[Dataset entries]
----

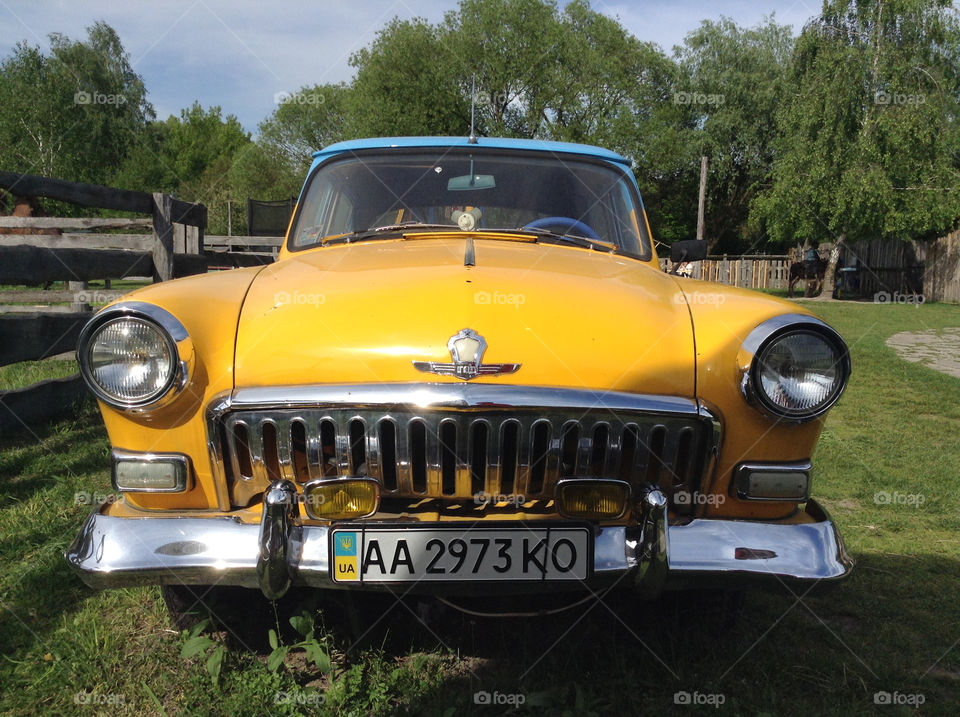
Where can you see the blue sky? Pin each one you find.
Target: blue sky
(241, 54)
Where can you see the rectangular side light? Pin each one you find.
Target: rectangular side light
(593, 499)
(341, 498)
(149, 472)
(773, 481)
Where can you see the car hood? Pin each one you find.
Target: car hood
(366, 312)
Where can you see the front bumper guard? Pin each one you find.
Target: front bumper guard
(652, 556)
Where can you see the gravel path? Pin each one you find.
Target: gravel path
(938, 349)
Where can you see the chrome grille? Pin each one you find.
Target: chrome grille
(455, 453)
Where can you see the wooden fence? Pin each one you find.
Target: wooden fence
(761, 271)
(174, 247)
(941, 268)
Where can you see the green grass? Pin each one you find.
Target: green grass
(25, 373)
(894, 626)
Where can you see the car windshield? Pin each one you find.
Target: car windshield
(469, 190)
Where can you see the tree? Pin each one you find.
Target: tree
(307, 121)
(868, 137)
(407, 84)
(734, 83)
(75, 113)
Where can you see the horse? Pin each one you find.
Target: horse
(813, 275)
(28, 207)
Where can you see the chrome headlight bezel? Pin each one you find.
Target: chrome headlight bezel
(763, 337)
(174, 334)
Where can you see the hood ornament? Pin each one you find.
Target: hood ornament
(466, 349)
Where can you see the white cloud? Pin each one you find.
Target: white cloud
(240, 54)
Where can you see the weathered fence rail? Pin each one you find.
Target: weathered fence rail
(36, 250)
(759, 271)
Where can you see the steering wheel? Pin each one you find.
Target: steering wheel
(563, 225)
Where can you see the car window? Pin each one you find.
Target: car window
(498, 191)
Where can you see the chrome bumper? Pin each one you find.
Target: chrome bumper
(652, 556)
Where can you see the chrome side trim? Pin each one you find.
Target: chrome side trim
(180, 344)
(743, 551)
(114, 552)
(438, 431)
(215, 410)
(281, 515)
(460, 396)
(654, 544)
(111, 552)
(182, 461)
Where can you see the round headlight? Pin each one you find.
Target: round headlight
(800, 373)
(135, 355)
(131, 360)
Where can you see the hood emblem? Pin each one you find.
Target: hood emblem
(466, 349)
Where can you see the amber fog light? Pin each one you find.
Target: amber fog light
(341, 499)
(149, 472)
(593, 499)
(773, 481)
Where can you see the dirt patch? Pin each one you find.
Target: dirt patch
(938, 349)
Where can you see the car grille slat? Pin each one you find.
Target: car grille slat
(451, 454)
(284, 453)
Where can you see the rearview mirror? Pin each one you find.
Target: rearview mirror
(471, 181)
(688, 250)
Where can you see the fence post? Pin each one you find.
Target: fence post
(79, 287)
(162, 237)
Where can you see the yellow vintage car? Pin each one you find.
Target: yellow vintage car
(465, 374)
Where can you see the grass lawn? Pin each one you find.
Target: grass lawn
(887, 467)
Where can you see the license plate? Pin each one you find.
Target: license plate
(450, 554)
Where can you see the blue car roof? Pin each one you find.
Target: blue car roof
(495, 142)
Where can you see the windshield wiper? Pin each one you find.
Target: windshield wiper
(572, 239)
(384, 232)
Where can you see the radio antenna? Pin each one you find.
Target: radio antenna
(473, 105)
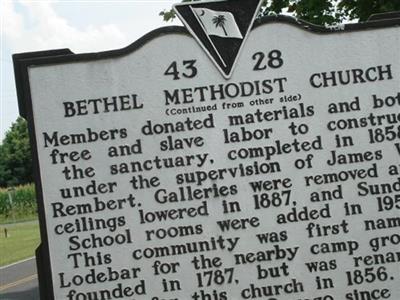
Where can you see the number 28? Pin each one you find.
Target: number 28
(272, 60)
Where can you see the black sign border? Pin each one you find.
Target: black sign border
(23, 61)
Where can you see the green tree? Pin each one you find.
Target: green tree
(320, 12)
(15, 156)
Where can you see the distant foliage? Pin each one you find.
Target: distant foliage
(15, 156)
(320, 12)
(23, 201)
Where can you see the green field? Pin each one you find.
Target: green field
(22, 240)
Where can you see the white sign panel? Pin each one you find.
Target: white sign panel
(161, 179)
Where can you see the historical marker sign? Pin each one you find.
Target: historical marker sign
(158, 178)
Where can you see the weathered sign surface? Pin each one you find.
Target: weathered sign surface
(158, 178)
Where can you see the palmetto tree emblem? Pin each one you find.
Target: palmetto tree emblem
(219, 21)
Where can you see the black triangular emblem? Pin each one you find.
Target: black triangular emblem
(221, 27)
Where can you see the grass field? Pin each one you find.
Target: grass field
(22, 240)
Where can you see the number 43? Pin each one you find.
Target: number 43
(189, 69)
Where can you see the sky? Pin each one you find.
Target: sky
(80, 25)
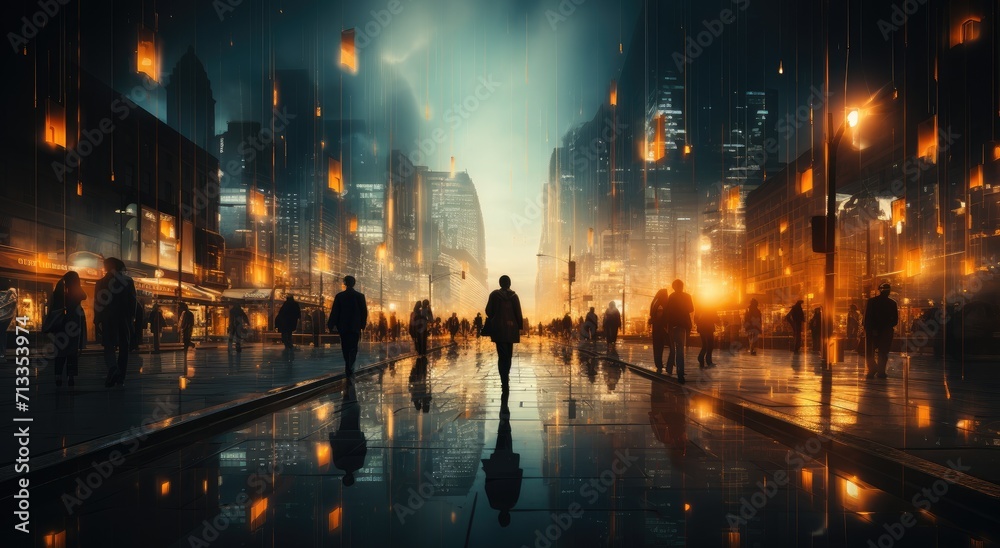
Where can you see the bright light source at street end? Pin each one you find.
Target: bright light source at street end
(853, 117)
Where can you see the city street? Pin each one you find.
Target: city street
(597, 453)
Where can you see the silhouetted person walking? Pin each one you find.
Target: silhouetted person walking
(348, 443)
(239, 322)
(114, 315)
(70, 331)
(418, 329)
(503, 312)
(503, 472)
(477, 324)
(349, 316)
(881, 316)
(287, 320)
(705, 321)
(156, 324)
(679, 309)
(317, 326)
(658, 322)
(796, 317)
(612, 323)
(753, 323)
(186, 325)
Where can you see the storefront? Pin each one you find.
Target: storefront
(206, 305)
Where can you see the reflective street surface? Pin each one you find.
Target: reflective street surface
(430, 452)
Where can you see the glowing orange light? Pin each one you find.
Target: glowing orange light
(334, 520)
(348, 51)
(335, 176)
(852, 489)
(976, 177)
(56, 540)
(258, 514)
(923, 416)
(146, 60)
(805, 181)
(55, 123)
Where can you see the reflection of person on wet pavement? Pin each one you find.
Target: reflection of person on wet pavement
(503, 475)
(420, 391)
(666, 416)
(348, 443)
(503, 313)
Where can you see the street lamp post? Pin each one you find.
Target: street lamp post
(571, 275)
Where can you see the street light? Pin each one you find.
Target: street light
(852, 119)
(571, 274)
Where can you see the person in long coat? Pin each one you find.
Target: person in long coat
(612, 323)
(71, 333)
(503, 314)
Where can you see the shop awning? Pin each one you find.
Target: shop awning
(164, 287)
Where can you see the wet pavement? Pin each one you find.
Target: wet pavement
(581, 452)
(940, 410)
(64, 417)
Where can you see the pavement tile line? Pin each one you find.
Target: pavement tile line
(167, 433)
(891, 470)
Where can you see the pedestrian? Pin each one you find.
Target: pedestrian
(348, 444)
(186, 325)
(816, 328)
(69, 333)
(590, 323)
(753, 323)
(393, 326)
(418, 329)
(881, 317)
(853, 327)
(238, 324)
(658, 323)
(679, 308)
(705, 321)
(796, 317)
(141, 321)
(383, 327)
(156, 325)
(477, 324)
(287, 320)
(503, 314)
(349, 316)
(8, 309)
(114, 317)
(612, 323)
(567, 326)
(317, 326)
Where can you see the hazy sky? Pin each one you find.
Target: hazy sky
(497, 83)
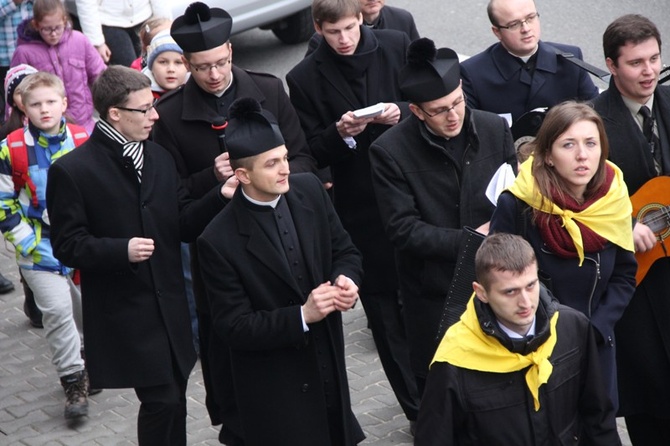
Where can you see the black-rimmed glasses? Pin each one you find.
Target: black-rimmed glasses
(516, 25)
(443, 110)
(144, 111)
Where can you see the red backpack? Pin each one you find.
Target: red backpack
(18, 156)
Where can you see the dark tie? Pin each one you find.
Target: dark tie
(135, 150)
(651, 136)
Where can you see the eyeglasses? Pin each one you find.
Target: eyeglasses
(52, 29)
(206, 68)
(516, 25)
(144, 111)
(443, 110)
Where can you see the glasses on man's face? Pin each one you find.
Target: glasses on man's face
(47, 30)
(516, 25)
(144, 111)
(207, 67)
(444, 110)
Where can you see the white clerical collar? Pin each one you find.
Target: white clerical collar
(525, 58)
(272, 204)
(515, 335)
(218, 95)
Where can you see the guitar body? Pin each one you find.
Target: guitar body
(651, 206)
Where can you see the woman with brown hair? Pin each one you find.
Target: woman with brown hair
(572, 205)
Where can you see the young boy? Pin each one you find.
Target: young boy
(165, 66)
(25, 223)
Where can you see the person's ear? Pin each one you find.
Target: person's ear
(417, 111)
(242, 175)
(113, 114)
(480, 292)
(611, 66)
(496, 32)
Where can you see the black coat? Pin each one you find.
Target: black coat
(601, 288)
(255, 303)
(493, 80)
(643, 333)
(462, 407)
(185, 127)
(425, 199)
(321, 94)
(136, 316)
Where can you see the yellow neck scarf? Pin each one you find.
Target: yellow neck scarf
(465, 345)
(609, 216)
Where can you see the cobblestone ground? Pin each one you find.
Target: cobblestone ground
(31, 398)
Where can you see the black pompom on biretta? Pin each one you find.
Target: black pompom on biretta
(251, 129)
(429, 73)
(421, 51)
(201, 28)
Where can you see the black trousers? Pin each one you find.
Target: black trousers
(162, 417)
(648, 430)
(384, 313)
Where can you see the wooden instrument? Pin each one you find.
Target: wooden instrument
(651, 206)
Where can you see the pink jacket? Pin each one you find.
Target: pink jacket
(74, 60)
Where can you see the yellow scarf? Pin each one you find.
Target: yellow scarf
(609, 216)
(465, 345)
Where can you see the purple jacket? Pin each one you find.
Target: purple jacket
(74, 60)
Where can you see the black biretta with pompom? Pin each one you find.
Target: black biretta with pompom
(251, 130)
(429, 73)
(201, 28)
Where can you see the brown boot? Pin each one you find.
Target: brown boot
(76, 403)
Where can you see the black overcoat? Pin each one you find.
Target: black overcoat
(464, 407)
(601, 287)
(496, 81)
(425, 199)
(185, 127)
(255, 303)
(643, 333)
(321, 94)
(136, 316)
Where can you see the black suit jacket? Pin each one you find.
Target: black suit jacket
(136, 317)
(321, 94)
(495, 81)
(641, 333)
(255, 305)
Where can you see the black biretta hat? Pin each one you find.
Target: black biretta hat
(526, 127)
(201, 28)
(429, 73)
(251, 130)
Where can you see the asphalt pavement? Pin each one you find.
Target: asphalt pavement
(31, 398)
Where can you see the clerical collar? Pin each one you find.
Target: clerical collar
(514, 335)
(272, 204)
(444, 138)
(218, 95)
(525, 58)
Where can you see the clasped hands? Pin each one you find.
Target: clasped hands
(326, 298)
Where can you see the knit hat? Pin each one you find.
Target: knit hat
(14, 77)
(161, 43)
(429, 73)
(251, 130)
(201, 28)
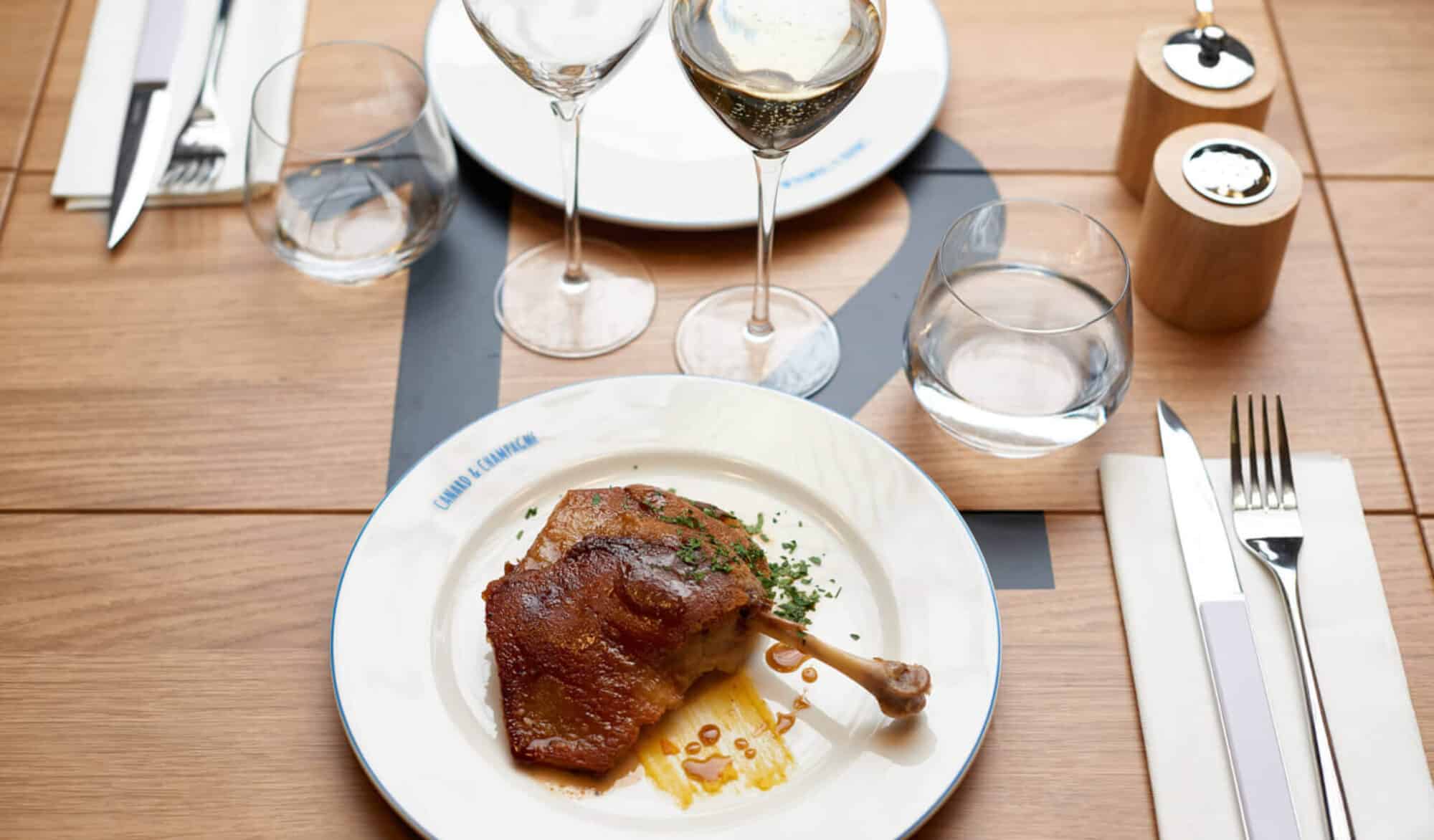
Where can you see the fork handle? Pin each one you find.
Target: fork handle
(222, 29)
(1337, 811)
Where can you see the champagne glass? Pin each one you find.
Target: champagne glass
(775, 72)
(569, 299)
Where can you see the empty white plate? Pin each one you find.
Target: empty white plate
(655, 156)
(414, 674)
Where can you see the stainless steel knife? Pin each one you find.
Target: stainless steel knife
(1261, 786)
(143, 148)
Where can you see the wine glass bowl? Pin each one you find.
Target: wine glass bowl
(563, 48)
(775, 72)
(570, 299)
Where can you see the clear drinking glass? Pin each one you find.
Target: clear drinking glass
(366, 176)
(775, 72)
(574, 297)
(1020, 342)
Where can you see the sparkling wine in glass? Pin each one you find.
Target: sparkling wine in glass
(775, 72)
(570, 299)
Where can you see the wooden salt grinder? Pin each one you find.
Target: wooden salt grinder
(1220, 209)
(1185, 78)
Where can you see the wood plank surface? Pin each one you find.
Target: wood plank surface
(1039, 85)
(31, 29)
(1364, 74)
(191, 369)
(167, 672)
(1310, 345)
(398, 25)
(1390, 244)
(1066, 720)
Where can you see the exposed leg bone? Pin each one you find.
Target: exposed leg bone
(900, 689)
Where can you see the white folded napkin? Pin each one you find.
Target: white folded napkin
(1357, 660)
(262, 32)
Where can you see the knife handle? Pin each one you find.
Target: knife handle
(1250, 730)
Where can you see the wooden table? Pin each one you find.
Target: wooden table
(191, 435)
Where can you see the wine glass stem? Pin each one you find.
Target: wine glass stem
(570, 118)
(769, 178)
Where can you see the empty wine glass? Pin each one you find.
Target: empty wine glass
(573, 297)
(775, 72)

----

• EXERCISE DESCRIPTION: The required output is the exact lines from the opening line of the entries through the line with "Where can you see the hood ornament?", inclusive, without pictures.

• RESPONSE BELOW:
Where can you see the blue sky? Pin each one you find.
Target: blue sky
(241, 54)
Where can you see the rectangular side light? Pin each one you find.
Target: rectangular side light
(593, 499)
(341, 498)
(149, 472)
(773, 481)
Where can you see the car hood? Pin each one you find.
Target: car hood
(366, 312)
Where can you see the front bumper guard? Pin each one you find.
Target: front bumper guard
(652, 556)
Where can you see the gravel path? Pin each one you find.
Target: gravel path
(938, 349)
Where can you see the chrome grille? Pin each one you find.
Target: chrome grille
(455, 453)
Where can you see the wooden fence? Pin each one you find.
Target: wooden fence
(761, 271)
(174, 247)
(941, 268)
Where can you see the green grass? Pin each one you find.
Target: green grass
(25, 373)
(894, 626)
Where can you see the car windshield? Pin each one you find.
Target: car windshield
(469, 190)
Where can you see the tree? Pin each one you find.
Target: tree
(307, 121)
(868, 137)
(407, 84)
(734, 83)
(75, 113)
Where can you see the horse? Pin each one you find.
Target: horse
(813, 275)
(28, 207)
Where can you see the chrome headlight bezel? Pin each one you find.
Target: chrome headlight bezel
(763, 337)
(174, 334)
Where can you see the hood ornament? Pin each one you find.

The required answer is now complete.